> _Source document_
------------------------------------------------

A study from researchers at the University of California, San Diego, has shed new light on the possible origins of autism, lending credence to the theory that the disease actually starts in the womb.
The study looked at the brains of children with autism who died at a young age. Some died from drowning or other accidents, some from asthma, and some from heart problems. In all cases, the children's brains were donated to science after death.
The study was small - looking at the brains of only 22 children -- 11 with autism and 11 without. But researchers found that ten of the 11 children who were diagnosed with autism, had clusters of disorganized brain cells in areas of the brain that are important for regulating social functioning, emotions and communication -- all areas with which children with autism have difficulties.
"They are actually jam-packed with brain cells," lead researcher Eric Courchesne told NBC News. Not only are there too many cells, but they are not developed properly. "Brain cells are there but they haven’t changed into the kind of cell they are supposed to be. It's a failure of early formation."
The authors said the clusters are likely defects that occurred during the latter stages of pregnancy.
It's also interesting to note that the 11 children with autism in the study had a broad range of symptoms. Some had speech impediments, and one could not speak at all. At least one of the children had severe autism. All of this leads researchers to believe that the changes that occur with autism happen quickly and affect similar areas of the brain but to varying degrees.

------------------------------------------------

> _Given records_
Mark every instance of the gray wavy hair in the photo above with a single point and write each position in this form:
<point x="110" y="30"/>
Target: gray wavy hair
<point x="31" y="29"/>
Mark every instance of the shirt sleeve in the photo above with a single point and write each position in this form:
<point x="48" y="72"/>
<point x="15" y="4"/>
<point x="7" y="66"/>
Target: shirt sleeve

------------------------------------------------

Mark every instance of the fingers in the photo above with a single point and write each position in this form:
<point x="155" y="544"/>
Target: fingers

------------------------------------------------

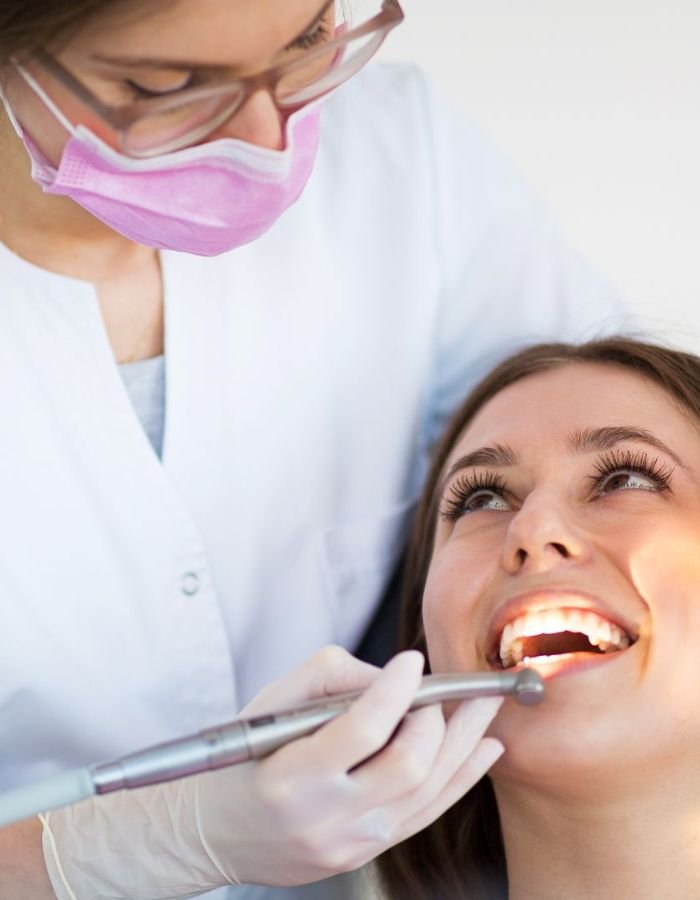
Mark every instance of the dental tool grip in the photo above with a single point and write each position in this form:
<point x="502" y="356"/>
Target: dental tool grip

------------------------------------------------

> _What the exercise asks_
Return the stretch of the autism article from "The study looked" through "science after death.", copied word for word. The rows are not needed for this.

> _Response_
The study looked at the brains of children with autism who died at a young age. Some died from drowning or other accidents, some from asthma, and some from heart problems. In all cases, the children's brains were donated to science after death.